EXERCISE REQUIREMENTS: Give the records below again, exactly as they appear.

[Source records]

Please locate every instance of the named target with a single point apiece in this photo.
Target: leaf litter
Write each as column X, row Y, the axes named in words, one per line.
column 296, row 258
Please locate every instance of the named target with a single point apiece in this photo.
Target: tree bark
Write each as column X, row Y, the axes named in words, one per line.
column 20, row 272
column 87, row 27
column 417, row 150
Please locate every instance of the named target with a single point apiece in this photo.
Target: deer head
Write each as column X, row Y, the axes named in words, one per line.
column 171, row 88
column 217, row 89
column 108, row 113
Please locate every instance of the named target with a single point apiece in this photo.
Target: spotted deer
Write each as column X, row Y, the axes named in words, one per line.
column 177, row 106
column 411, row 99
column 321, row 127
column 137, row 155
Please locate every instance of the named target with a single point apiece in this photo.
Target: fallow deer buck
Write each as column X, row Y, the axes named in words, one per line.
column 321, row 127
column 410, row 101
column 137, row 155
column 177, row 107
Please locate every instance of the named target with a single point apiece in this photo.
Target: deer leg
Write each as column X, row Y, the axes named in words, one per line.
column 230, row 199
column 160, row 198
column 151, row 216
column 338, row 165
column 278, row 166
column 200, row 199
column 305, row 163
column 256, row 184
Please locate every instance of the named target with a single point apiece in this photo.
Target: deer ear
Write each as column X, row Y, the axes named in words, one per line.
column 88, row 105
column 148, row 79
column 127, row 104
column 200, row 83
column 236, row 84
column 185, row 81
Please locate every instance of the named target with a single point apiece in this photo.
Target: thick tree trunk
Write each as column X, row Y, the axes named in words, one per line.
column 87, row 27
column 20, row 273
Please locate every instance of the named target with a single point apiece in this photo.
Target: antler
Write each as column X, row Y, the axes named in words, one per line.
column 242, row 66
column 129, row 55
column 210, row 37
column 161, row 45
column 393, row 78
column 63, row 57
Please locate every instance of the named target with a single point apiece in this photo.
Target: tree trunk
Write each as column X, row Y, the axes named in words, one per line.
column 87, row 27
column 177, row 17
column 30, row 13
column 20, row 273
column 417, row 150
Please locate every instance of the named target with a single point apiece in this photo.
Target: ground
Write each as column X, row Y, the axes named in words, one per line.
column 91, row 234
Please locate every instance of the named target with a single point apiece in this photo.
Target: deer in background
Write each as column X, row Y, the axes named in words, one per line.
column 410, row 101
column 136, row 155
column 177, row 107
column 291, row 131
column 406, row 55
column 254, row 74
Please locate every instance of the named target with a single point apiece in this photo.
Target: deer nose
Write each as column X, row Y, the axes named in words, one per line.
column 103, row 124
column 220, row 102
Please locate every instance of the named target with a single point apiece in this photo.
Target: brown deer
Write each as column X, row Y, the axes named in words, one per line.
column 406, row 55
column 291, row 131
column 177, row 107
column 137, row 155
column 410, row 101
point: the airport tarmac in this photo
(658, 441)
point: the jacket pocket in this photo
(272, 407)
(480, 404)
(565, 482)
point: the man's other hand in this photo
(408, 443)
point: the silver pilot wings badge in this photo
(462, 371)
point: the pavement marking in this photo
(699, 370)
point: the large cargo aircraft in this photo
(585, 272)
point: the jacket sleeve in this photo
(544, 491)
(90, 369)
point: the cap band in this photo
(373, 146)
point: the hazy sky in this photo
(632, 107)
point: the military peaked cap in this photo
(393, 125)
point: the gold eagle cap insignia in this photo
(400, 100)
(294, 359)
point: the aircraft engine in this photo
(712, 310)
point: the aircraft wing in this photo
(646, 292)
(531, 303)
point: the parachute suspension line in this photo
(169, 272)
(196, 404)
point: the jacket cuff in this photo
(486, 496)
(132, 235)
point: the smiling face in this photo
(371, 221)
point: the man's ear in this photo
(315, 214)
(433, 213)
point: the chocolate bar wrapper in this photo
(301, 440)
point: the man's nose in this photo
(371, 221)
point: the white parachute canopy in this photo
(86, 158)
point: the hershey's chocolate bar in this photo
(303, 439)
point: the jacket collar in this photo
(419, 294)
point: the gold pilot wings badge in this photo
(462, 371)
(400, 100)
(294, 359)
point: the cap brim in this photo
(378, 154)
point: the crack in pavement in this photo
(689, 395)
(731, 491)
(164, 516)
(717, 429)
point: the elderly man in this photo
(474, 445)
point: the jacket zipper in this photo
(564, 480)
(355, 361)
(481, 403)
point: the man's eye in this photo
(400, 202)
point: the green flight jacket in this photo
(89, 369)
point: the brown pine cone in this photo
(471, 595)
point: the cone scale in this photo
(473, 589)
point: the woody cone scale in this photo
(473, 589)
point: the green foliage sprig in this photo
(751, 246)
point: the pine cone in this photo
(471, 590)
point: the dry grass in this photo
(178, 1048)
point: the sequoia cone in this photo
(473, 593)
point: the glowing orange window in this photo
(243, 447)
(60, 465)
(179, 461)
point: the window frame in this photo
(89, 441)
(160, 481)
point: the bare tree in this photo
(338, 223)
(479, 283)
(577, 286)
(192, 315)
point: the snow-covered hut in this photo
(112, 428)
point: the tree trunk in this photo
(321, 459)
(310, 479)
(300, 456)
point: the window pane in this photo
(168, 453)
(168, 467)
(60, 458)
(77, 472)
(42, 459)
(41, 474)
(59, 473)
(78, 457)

ANSWER BOX:
Please locate every instance of the named target with a single point apiece in this photo.
Target: leaf litter
Write each as column X, row Y, the axes named in words, one per line.
column 296, row 258
Please locate every instance of the named target with a single point apiece in this photo.
Target: tree bark
Write each as column X, row Y, the axes named in words, one per line.
column 20, row 272
column 87, row 27
column 417, row 150
Please locate every instance of the named target with a single point apiece in this photo.
Target: deer head
Write each as column X, row Y, the axes named in words, one per line.
column 171, row 88
column 217, row 89
column 108, row 113
Please locate every instance of the named target with a single point apiece in this photo.
Target: spotted deer
Write each as column X, row Y, the axes named in words, one per line.
column 177, row 106
column 411, row 99
column 321, row 127
column 137, row 155
Please locate every instance of the named target with a single point apiece in this photo.
Target: fallow deer buck
Write each as column X, row Y, the axes named in words, one per line.
column 321, row 127
column 410, row 101
column 137, row 155
column 177, row 107
Please locate every instance of the named target with a single point apiece in this photo.
Target: deer leg
Write each as column X, row Y, the axes named in words, one per line.
column 230, row 199
column 160, row 198
column 151, row 216
column 338, row 165
column 278, row 166
column 200, row 199
column 305, row 163
column 256, row 184
Please locate every instance of the named target with a single point apiece in this photo.
Target: deer ear
Write each as column X, row Y, the axes named in words, one per line.
column 88, row 105
column 148, row 79
column 127, row 104
column 200, row 83
column 236, row 84
column 185, row 81
Please locate every instance of the named target with a single point apiece in this photo.
Target: thick tree trunk
Write each as column X, row Y, the axes named in words, one per line.
column 87, row 27
column 20, row 273
Please locate every instance of the named target with a single point apiece in this photo.
Target: antler
Write each as column X, row Y, the axes named in words, one per line.
column 242, row 66
column 129, row 55
column 210, row 37
column 161, row 45
column 393, row 78
column 63, row 57
Please locate every instance of the named target with a single point apiece in this photo.
Target: tree trunk
Write each as column X, row Y, the axes named in words, one per line.
column 87, row 27
column 177, row 17
column 30, row 13
column 20, row 273
column 417, row 150
Please locate every instance of the named target with a single point apiece in this photo.
Target: ground
Write each as column X, row Y, the axes named in words, one per line.
column 91, row 234
Please locate every instance of the named target with a single point apiece in this photo.
Target: deer in background
Write each as column X, row Y, the axes named in words, one per line.
column 410, row 101
column 136, row 155
column 177, row 107
column 291, row 131
column 406, row 55
column 254, row 74
Please locate every instance of the named target with a single point apiece in this photo.
Target: deer nose
Write each as column X, row Y, the axes named in words, one per line.
column 103, row 124
column 220, row 102
Please locate every instance of the named target with a single point apiece in this photo.
Target: brown deer
Write each as column X, row Y, the axes named in words, one per line.
column 406, row 55
column 291, row 131
column 177, row 107
column 137, row 155
column 410, row 101
point: the airport tarmac in this photo
(658, 441)
point: the jacket pocket in this photo
(272, 407)
(480, 404)
(565, 482)
point: the man's other hand in this photo
(408, 443)
point: the silver pilot wings badge in this photo
(462, 371)
point: the pavement marking in this photo
(699, 370)
point: the large cargo aircraft in this photo
(585, 272)
point: the jacket sleeve in this photo
(544, 491)
(90, 369)
point: the cap band in this photo
(373, 146)
point: the hazy sky in this photo
(632, 107)
point: the military peaked cap in this photo
(393, 125)
point: the gold eagle cap insignia in this photo
(400, 100)
(294, 359)
point: the aircraft engine in this photo
(712, 310)
point: the aircraft wing in this photo
(646, 292)
(531, 303)
point: the parachute suspension line in this photo
(169, 272)
(196, 404)
point: the jacket cuff in this photo
(486, 496)
(132, 235)
point: the smiling face in this photo
(371, 221)
point: the man's ear in this photo
(315, 214)
(433, 213)
point: the chocolate bar wrapper in this photo
(301, 440)
point: the man's nose in this photo
(371, 221)
point: the white parachute canopy in this photo
(86, 158)
point: the hershey's chocolate bar in this photo
(303, 439)
point: the jacket collar in this photo
(419, 294)
point: the gold pilot wings badge in this photo
(462, 371)
(400, 100)
(294, 359)
point: the cap brim in this photo
(378, 154)
point: the crack in pavement in this photo
(689, 395)
(731, 491)
(164, 516)
(717, 429)
point: the elderly man in this photo
(474, 445)
point: the jacket zipper in this photo
(564, 480)
(355, 361)
(481, 403)
point: the man's eye in this photo
(400, 202)
point: the green flight jacket in this photo
(89, 369)
point: the brown pine cone in this photo
(471, 595)
point: the cone scale in this photo
(473, 589)
point: the woody cone scale in this photo
(473, 589)
point: the green foliage sprig in this photo
(751, 246)
point: the pine cone in this photo
(471, 590)
point: the dry grass in this photo
(178, 1048)
point: the sequoia cone in this photo
(473, 593)
point: the glowing orange window in this photo
(243, 447)
(60, 465)
(179, 461)
point: the window frame in this photo
(89, 441)
(160, 481)
point: the bare tree in this photo
(338, 223)
(479, 283)
(577, 286)
(192, 315)
point: the snow-covered hut in this photo
(112, 428)
point: the tree trunk in this photo
(321, 459)
(310, 479)
(300, 456)
point: the window pane in this photo
(168, 453)
(168, 467)
(60, 458)
(77, 472)
(42, 459)
(41, 474)
(59, 473)
(78, 457)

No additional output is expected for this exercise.